(Passage for review Opens)

Ms Namkang Sriwattanarothai, assistant professor at the Institute for Innovative Learning, Mahidol university continued the afternoon session by presenting on the topic, Engaged and Empowered Learners: Pedagogical Practices Supported by Classroom Response Systems. Ms Sriwattanarothai emphasised on the role of students in the learning environment as they actively participate and engage in learning. She shared some of her strategies in bringing about knowledge acquisition, cognitive growth and higher-order thinking skills. She also addressed the pedagogies of interaction to make students become online and classroom drivers of their own learning. Her presentation explored the practical ways to engage and empower students by introducing two teaching mechanisms; blended learning and flipped learning. The former incorporates online and (face to face) F2F strategies, while flipped learning acts as a supplementary guiding tool that utilises both synchronous and asynchronous learning systems through gamification, collaboration and critical thinking with the aid of technology. Professor Namkanf believes that the use of classroom response applications can generate learning. She uses some readily available classroom response applications which can create the learning spaces filled with motivation. These applications include Kahoot!, Mind Meister, Plickers, Spiral and Jeopardy game.

Next was Dr Prachyabrued, who is a faculty member in the Faculty of ICT at Mahidol University in Thailand. He is also the Director of the ImmerSense Laboratory, and Chair of the MS in Game Technology and Gamification. He delivered a presentation on Medical Training in Virtual Environments where he showcased the application of virtual environments for medical training. The first virtual adaptation is a virtual stress training simulation involving the design of a story- driven, stress-inducing environment for inoculating medical personnel to stressors using (virtual reality) VR. It includes a 3-phase SIT features namely, Cognitive preparation, Skill acquisition & rehearsal as well as application and practice. The VR creates scenarios and situations for training that are too dangerous to be imitated in real life as well as induce emotional connection. The other simulation provides vascular access training focusing on visual landmark inspection, correct needle insertion, and haptic sensations when the needle pierces the body. Internal jugular access using VR simulation is safer with minimal incremental cost and rich feedback. The simulation also offers training and examination modes.

(Passage for review Closes)

→ Assigned task A: Using the session summary, decide whether each statement agrees with it: (i) Dr Prachyabrued is Director of the ImmerSense Laboratory; (ii) the vascular access simulation offers only a training mode; (iii) Ms Sriwattanarothai presented during the morning session. Give yes or no for each, with the deciding words quoted.
→ Assigned task B: Resume the session summary after its last sentence.

(Dataset entries Opens)

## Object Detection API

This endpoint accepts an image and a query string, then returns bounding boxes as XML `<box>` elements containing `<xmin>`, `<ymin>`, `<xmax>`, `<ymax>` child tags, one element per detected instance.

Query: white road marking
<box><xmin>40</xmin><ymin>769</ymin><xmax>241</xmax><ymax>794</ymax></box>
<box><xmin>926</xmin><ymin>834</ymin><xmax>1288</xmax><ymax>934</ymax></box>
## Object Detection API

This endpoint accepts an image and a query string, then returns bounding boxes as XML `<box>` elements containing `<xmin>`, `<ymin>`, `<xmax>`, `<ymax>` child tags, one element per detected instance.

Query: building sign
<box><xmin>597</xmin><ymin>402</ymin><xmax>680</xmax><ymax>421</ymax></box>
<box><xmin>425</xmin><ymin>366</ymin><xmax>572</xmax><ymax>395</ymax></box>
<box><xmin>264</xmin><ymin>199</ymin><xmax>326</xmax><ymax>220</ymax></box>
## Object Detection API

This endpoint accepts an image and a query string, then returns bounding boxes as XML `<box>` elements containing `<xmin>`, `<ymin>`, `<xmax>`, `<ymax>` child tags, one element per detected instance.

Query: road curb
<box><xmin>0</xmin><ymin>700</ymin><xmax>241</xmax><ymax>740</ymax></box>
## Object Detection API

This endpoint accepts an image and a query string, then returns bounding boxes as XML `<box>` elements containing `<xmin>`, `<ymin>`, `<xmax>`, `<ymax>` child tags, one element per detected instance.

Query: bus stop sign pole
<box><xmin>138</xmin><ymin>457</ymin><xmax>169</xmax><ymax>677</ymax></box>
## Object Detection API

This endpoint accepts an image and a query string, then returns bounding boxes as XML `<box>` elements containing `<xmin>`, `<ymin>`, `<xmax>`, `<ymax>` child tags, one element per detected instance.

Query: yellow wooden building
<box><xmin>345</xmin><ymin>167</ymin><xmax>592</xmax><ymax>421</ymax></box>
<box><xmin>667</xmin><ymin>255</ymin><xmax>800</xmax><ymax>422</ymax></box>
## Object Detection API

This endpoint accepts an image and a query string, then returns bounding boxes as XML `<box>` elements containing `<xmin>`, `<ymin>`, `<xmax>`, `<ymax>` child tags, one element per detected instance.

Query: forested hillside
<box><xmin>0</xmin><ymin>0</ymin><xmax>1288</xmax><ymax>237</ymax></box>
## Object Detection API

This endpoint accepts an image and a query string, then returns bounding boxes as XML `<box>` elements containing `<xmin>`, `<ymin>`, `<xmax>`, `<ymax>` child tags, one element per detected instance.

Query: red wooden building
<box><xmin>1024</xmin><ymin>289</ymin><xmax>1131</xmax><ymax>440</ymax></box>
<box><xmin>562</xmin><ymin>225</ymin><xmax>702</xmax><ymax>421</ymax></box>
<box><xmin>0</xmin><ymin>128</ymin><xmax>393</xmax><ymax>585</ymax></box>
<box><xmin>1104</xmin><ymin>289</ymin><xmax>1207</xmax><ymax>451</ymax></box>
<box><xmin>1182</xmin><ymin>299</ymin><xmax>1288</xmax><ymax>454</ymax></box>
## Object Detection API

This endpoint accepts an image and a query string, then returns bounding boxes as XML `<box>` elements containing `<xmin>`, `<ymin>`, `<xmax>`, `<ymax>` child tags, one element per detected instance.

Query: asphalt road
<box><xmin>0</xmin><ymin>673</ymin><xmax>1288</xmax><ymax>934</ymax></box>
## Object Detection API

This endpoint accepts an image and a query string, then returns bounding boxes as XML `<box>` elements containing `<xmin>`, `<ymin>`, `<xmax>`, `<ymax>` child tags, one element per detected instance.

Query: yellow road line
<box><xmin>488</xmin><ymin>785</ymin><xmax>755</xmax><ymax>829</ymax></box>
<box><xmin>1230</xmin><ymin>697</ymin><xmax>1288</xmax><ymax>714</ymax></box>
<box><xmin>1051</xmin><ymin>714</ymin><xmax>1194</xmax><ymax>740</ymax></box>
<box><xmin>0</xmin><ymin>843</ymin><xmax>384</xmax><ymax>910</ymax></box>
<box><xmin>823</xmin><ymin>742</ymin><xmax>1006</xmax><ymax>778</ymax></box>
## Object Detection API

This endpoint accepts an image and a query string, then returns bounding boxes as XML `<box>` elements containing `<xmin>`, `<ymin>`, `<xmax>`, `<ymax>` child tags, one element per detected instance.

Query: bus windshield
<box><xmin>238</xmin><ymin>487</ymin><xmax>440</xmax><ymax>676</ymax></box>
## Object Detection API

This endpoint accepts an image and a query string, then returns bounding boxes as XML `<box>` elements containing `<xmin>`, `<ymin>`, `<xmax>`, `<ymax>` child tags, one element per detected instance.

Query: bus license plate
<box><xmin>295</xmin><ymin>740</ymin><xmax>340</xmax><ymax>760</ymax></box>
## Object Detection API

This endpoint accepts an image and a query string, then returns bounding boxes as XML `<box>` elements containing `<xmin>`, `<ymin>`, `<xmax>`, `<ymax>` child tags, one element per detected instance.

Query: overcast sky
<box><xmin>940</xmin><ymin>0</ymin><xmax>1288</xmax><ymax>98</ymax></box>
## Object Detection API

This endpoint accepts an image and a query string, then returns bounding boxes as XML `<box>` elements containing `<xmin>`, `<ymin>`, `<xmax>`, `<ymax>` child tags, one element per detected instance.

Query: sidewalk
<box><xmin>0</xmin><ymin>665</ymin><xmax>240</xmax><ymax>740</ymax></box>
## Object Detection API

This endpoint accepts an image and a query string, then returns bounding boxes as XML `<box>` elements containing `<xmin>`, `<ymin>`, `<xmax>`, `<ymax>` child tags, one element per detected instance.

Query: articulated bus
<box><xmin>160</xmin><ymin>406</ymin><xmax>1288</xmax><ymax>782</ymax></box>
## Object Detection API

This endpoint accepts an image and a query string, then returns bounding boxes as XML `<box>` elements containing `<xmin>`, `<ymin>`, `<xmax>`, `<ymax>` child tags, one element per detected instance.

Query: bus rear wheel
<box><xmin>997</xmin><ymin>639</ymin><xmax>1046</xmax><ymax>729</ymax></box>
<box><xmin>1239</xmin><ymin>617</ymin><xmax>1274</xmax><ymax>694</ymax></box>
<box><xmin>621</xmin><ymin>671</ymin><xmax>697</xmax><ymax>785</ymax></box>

(Dataset entries Closes)
(Dataset entries Opens)

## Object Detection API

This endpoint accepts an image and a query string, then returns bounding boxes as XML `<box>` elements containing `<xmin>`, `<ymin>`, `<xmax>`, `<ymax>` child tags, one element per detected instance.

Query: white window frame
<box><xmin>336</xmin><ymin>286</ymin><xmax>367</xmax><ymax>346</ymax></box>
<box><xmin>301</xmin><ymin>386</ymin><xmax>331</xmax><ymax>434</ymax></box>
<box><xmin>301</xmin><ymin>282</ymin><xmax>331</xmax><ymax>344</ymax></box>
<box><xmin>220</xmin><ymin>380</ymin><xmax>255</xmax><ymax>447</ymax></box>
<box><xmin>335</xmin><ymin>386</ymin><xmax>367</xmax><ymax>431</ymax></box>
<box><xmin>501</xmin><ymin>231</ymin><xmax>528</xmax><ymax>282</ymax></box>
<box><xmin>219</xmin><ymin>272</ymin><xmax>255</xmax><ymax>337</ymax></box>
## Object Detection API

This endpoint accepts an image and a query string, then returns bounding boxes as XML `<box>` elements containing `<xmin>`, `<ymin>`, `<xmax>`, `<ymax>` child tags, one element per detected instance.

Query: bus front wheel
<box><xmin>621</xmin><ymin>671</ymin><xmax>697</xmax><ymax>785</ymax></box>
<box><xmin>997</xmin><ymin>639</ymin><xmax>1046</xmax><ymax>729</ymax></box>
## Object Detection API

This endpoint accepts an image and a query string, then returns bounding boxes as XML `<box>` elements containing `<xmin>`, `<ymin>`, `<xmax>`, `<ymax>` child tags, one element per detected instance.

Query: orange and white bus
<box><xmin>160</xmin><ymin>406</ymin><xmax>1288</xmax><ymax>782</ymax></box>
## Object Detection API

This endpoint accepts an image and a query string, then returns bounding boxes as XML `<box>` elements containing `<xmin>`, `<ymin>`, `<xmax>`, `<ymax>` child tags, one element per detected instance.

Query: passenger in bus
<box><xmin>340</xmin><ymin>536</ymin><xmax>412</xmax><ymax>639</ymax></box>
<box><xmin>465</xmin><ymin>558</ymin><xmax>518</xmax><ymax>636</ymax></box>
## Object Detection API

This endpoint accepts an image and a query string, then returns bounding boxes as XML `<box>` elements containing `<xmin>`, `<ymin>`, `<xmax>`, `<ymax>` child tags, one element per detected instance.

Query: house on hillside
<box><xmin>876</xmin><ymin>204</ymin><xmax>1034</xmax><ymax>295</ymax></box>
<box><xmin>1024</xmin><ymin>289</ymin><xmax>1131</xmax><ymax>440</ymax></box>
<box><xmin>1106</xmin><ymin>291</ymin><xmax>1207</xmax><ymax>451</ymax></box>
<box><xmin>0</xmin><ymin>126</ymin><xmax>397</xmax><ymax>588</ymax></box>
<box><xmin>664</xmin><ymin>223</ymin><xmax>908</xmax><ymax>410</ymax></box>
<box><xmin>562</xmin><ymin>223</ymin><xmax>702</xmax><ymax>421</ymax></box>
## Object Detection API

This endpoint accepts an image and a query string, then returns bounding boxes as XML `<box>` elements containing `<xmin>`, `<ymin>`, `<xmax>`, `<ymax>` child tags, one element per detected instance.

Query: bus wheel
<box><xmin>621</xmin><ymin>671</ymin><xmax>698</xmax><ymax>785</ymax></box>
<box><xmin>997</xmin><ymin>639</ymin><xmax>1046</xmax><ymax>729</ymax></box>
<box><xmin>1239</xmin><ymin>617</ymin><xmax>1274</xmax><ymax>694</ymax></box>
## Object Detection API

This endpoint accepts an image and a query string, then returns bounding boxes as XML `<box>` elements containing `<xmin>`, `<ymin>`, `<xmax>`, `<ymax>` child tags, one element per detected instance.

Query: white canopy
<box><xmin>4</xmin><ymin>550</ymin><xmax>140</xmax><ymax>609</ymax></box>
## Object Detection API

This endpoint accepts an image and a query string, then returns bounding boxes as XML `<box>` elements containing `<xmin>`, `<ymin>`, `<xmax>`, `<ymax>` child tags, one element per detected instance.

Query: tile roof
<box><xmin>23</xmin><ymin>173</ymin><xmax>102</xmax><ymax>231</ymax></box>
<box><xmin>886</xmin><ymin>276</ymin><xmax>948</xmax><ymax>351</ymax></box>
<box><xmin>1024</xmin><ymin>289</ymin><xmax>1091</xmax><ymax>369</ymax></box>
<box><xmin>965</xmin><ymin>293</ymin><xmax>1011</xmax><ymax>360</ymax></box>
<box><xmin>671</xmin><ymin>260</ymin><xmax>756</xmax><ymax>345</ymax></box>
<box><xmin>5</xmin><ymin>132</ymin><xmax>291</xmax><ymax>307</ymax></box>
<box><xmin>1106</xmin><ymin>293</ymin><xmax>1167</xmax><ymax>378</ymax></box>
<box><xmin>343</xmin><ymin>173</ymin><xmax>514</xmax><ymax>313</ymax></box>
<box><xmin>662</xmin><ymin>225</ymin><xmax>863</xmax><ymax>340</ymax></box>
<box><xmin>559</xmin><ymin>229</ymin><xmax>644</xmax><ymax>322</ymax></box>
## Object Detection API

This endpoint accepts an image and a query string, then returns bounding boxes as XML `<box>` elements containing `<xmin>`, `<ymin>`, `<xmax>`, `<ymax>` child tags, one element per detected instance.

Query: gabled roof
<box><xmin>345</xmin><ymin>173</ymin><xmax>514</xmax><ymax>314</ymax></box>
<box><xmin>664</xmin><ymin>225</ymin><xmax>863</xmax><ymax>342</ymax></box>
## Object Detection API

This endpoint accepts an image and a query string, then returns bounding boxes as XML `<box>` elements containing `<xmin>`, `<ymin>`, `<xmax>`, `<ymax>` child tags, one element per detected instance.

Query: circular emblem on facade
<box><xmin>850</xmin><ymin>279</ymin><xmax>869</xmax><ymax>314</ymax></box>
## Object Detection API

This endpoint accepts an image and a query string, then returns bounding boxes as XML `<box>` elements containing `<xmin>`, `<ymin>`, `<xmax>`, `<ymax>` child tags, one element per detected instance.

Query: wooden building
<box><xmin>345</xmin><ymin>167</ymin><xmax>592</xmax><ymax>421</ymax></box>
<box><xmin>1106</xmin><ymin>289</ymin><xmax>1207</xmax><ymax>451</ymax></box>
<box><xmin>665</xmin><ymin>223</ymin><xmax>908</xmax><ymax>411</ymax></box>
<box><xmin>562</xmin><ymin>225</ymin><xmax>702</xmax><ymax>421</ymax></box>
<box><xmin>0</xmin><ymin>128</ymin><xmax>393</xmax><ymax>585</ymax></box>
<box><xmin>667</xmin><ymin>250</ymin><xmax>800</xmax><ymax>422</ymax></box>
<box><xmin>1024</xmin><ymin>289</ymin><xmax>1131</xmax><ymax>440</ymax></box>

(Dataset entries Closes)
(Dataset entries Opens)

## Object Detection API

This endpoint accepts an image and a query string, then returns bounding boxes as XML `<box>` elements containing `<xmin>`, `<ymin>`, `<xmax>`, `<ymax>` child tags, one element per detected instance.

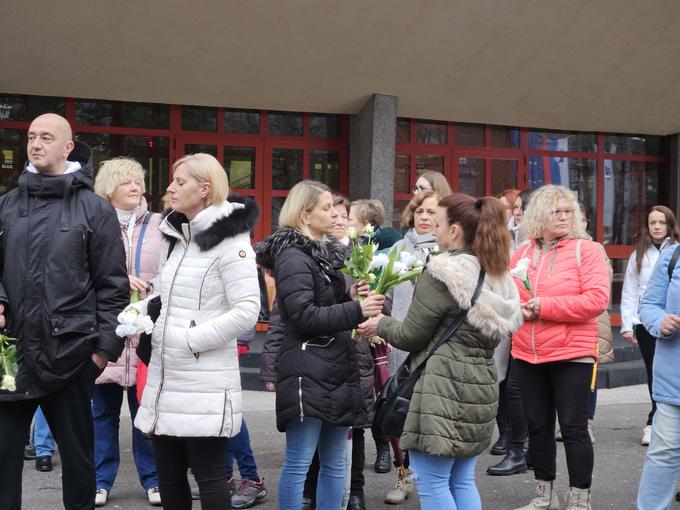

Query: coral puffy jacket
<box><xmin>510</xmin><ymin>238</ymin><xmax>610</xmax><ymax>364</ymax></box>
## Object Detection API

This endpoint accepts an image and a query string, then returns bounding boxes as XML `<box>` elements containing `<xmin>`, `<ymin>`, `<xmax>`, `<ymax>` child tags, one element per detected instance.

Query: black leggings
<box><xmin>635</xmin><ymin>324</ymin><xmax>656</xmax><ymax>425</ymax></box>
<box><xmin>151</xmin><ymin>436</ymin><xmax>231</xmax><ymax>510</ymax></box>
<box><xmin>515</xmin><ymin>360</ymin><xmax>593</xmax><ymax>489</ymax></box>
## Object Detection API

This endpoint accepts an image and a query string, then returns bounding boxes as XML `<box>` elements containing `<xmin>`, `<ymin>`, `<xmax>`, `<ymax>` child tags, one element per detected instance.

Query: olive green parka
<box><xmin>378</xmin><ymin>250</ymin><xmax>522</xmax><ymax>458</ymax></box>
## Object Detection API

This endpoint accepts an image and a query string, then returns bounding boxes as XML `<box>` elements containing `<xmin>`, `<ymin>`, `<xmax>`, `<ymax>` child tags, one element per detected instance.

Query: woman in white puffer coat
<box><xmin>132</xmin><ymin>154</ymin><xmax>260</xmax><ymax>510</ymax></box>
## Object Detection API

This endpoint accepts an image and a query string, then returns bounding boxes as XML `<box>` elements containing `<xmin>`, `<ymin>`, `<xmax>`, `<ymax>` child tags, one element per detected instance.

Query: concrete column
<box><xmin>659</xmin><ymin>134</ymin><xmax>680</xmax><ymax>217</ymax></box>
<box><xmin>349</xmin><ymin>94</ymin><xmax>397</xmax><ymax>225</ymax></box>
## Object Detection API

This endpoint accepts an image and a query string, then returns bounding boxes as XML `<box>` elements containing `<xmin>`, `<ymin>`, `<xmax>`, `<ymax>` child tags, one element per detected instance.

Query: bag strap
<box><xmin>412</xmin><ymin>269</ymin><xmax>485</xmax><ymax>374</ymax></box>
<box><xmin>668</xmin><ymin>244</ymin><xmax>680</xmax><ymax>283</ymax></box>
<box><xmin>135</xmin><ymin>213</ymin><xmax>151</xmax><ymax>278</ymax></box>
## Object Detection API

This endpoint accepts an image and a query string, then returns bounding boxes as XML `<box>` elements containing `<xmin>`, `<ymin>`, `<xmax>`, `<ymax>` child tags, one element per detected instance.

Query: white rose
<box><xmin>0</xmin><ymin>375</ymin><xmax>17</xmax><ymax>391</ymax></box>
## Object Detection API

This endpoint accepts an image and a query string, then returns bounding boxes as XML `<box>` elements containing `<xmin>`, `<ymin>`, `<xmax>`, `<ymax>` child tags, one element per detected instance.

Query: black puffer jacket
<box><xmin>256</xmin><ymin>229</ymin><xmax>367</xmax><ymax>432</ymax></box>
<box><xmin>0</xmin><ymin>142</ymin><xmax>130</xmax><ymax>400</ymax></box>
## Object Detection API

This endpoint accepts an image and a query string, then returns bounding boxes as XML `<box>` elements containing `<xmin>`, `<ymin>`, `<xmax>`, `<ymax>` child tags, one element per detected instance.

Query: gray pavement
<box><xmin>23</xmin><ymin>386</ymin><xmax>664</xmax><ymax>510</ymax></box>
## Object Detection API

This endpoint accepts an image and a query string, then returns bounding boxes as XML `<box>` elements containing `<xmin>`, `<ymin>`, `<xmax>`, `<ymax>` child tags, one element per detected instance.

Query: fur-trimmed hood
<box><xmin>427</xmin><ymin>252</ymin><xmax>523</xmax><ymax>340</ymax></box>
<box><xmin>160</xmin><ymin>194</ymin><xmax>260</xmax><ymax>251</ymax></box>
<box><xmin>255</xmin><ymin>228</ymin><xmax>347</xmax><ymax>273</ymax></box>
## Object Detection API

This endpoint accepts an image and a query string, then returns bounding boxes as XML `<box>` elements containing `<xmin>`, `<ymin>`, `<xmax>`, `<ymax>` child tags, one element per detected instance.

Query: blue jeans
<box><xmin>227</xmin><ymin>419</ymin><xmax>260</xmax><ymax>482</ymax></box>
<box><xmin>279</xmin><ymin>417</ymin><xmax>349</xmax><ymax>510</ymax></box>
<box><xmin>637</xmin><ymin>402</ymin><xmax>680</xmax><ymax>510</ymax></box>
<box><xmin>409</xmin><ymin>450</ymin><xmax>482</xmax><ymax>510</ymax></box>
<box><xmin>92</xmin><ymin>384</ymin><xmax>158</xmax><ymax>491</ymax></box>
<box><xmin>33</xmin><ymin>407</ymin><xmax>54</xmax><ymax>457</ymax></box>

(Dataset entries Closes)

→ Answer box A:
(i) Yes: "He is also the Director of the ImmerSense Laboratory"
(ii) No: "The simulation also offers training and examination modes."
(iii) No: "continued the afternoon session"

→ Answer box B:
The final presentation, titled Gamification Transformation was presented by Assistant Professor Aidan Wong, a trained economic geographer who currently designs and delivers courses on both Urban Cultures and Food Cultures at SMU together with Assistant Professor Fiona Williamson who is an environmental historian teaching 'Climate, History and Society' and 'Science, Environment and Empire' at university. They shared ways of utilising Gamelead to gamify their classroom content as well as their experiences, challenges and feedback from students. Both presenters stated the use of Gametize which is an app to gamify class activities, games and quizzes have been tremendously helpful. This method of teaching has been very interactive and flexible to be used in any learning environment as it allows interaction, perspective sharing. Students engage actively in-out classroom, field-based learning and are immersed in the field of the surrounding and become more aware of the people and politics of society. Both Mr Wong and Ms Williamson also use Gametize and gamelead to create a series of questions and quizzes to connect/engage with students during field trips to Asian civilisation museums, Singapore Botanic Gardens and the Marina Barrage.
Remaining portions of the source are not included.